Opinion

The “New” Supreme “Gambianisation” Court And The Public Order Act! (Part 2)

By Gambian Outsider!

Note: Any word, sentence or paragraph underlined or underlined and highlighted is meant to draw your attention to the points being made. So, I am not yelling!

THE ATTORNEY GENERAL AND THE PROBABLE MAKING OF A SHAM!

On November 27, 2017, The Attorney General of the Ministry of Justice in the Gambia graced audiences with some of his legal wisdom after the Supreme Court struck down a challenge to the constitutionality of Section 5(2) of the Public order Act (“POA”). The AG said that, “The Supreme Court ruled that the provisions of the POA are constitutional.” And that, “As of now the provisions remain in force in this country.” He then got into a short lecture on the Rule of Law that “ when we speak about respect for the Rule of Law that means accepting that the Judiciary is independent and that we are totally committed to its independence …” Exactly what is going on here?  “Something is rotten in the state of Denmark,” as the Bard famously put it through the mouth of Marcellus in his play “Hamlet.”

Mr. Ousainou Darboe, the leader of the United Democratic Party (“UDP”) was arrested last year for allegedly demonstrating without a permit. The reason for that demonstration is common knowledge. Mr. Darboe was charged for violating Section 5(2) of the POA among other things. He was illegally found guilty and sent to jail. Either before being sentence to jail or after, Mr. Darboe and Co initiated a petition to challenge section 5(2) of the POA. That challenge was decided on November 27, 2017. 

When Mr. Darboe and Co initiated that petition to challenge Section 5(2) of the POA, they were then the party designated as the Petitioners and the former regime was the party designated the Respondents. The Petitioners asked the Supreme Court to declare section 5(2) of the POA unconstitutional. On the other hand, the former regime was interested in having the same provision declared constitutional, so that it could maintain the status quo, and thereby continue using the law to stifle a constitutional right to assemble and demonstrate peaceably. Since there has been a change of regime, and those who were the petitioners in that case are now in power, the question now is who were the Petitioners and who the Respondents in the case decided by the Supreme Court on November 27, 2017? Certainly, those who were Petitioners when the petition was initially filed are not, I hope, now the Respondents in the recently decided case. A few possibilities:

(1)  Mr. Darboe and Co as initial petitioners maintained the same position in the recently decided case and the current regime, the AG’s office took the position of the former regime.

Point annotation dataset records:
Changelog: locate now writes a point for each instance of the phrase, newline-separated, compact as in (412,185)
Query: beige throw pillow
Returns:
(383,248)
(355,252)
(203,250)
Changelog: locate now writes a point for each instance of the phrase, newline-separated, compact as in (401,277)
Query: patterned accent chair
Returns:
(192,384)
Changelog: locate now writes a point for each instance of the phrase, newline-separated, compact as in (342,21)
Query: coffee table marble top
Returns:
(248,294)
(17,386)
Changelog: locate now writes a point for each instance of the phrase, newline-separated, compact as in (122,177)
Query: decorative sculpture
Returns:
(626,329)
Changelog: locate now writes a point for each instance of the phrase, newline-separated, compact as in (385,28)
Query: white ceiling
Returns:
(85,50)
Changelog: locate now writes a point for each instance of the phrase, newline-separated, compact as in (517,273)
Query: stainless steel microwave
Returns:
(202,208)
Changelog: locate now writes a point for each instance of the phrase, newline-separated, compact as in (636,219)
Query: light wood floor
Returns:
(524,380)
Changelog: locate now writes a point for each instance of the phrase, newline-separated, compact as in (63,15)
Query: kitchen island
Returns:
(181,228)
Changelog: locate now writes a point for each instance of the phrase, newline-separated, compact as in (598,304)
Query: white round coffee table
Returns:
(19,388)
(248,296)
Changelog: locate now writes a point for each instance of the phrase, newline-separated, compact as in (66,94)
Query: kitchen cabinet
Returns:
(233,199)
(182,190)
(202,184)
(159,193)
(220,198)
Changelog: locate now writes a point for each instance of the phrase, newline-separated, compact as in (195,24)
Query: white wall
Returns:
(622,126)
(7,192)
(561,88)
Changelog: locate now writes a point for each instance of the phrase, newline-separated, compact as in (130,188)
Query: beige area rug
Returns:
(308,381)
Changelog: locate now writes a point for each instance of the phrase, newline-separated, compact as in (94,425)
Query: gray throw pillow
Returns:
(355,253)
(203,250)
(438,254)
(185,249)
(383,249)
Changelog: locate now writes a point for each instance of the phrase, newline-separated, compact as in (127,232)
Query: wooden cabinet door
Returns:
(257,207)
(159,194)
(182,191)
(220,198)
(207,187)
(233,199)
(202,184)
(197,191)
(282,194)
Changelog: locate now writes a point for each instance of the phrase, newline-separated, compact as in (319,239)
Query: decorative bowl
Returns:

> **PROBLEM DETAILS**
Can you rewrite the part of the opinion piece on the Public Order Act that opens with the words containing "Note: Any word, sentence" and closes with "MAKING OF A SHAM!", putting "notice" in place of "attention"?

> **EXERCISE OUTPUT**
Note: Any word, sentence or paragraph underlined or underlined and highlighted is meant to draw your notice to the points being made. So, I am not yelling!

THE ATTORNEY GENERAL AND THE PROBABLE MAKING OF A SHAM!